Start of Dataset excerpts

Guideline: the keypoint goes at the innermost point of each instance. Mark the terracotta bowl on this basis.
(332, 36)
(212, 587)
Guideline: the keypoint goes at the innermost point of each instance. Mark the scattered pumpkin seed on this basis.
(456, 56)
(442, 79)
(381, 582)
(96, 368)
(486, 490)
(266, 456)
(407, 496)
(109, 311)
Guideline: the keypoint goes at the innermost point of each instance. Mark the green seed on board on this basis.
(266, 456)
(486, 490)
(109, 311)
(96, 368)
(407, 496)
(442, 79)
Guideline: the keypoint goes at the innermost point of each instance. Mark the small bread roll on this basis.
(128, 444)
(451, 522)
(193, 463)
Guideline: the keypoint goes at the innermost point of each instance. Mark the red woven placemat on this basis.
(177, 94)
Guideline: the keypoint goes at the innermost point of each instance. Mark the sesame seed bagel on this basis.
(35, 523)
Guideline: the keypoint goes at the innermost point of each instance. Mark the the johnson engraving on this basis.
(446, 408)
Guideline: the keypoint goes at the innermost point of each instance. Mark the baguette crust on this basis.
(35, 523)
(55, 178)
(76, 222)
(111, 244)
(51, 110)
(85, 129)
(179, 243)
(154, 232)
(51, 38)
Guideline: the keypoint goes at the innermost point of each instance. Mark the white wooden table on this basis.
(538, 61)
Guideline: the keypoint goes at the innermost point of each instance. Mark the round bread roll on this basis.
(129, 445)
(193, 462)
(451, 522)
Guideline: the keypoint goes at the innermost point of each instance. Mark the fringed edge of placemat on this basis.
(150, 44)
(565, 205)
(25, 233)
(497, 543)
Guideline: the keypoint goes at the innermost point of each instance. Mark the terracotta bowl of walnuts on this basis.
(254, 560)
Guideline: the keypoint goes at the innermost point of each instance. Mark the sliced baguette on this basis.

End of Dataset excerpts

The problem: Taking the line with "walnuts on this basis." as the start and the last line of the data above as the end, write out those two lines and every line between them exactly, and only those.

Task solution:
Guideline: the keypoint goes at the innermost point of each instance. Mark the terracotta bowl of walnuts on this basis.
(254, 560)
Guideline: the keypoint goes at the innermost point of each instance. Mark the sliced baguette on this basis.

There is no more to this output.